==== Brano del documento
Difatti l’homo sapiens, nel corso della sua storia e soprattutto negli ultimi cento anni, si è destrutturato, atomizzato, continuando a credersi, nella sua stoltezza, al centro dell’universo. Ecco perché, tra le tante vie che si possono intraprendere, andrebbe riscoperto e re-inventato il mito, la cui funzione principale è dare un fondamento metastorico alla rappresentazione della realtà.
Se la narrazione non mitizzata, intrappolata nei confini del genere, si pone al centro e al limite stesso della realtà raccontata, la mitizzazione — negli strumenti indispensabili dell’atemporalità — coglie e diffonde il nucleo stesso dell’evento, elevandolo a principio di una visione ideologicamente solida della realtà: il mito svolge una funzione prettamente eziologica, di spiegazione dei meccanismi primi della storia, piuttosto che della storicità in sé. Attraverso la figura del narratore che permea e respira le pagine stesse del suo racconto, il mito riesce a innestare l’ideologia del creatore — la sua prospettiva — nelle maglie definite della diegesi.
È aperta la caccia al principio primo, al logos, energia metaletteraria che eleva la narrazione e la pone sul piano dell’assoluto, affrancandola da devianze autoreferenziali e limitanti.
La letteratura non può fermarsi, costruendo immaginari statici, fasulli e consolatori.
Se il mondo attuale, disgregante, con le sue connessioni veloci, la sua pubblicità invasiva e il suo overflow di informazioni, può condurre in territori della consapevolezza di difficile mappatura, e quindi di ardua gestione, i contenuti di un’opera letteraria capace di aspirare all’assolutizzazione dei significati (attraverso quello che Wu Ming 1, riprendendolo da Alex Galloway e McKenzie Wark, chiama allegoritmo) possono costituire un potenziale rimedio all’incombente dissoluzione cognitiva, che con il passare del tempo assume sempre più i contorni sfilacciati di una paradossale quanto pericolosa singolarità, una vera e propria malattia dell’intelletto.
La pandemia è già in atto.
Per questo una narrativa che ricorre alle armi della logica dislocata e dell’omogeneità diegetica può divenire il filo rosso necessario per coloro che aspirano a ricondurre idee e conflitti nella dimensione della persona, reintegrandola come centro conoscitivo e produttivo; questo tipo di narrativa, che fa della mitopoiesi un cardine insostituibile, ha in sé la capacità di poter indurre il lettore a liberarsi dai vincoli e dalle pastoie imposte dai media e dal consumo passivo di un certo tipo di letteratura, aiutandolo a ritrovare una cenestesi partecipativa, di lettore/fruitore ma anche di «demiurgo in seconda». Proprio questo, nel panorama impazzito di una società atrofizzata dalla standardizzazione culturale e assuefatta all’accelerazione del progresso, potrebbe assumere i caratteri di una rivoluzione culturale.
È in tutto questo che sentiamo la vicinanza con gli intenti principali del NIE: mettere in discussione, capire e, ancora una volta, aggregare e disgregare, rivoluzionare.
Stiamo costruendo il futuro anteriore —
Quando, sicuri di aver fatto il possibile,
potremo dire che
ne sarà valsa la pena.
Fino a innescare la supernova finale.
A quel punto, quando l’onda della deflagrazione investirà le macerie del passato, sarà troppo tardi per qualsiasi tentativo di Restaurazione. E potremo cominciare a pensare al fronte successivo.
========
==== Estratti di dati
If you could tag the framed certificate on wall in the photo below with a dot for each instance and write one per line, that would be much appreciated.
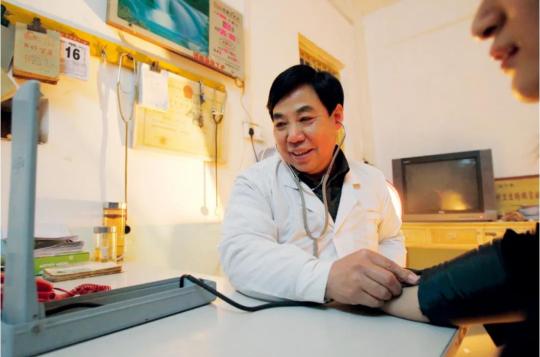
(206, 31)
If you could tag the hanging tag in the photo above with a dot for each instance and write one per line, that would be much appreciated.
(75, 55)
(153, 88)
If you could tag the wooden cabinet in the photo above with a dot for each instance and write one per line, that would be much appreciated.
(430, 243)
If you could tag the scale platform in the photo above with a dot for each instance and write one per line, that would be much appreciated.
(29, 327)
========
_Consegne_
1. Spiega, in una-tre frasi, per quale motivo il brano del documento sostiene che il mito andrebbe riscoperto e re-inventato.
2. Nel brano del documento, da chi Wu Ming 1 riprende il termine «allegoritmo»?
I record non hanno alcun legame con il brano del documento.

_Risposte fornite_
1. Perché l'homo sapiens, nel corso della sua storia e soprattutto negli ultimi cento anni, si è destrutturato e atomizzato, continuando nella sua stoltezza a credersi al centro dell'universo. Il mito serve a questo scopo perché la sua funzione principale è dare un fondamento metastorico alla rappresentazione della realtà.

2. Da Alex Galloway e McKenzie Wark.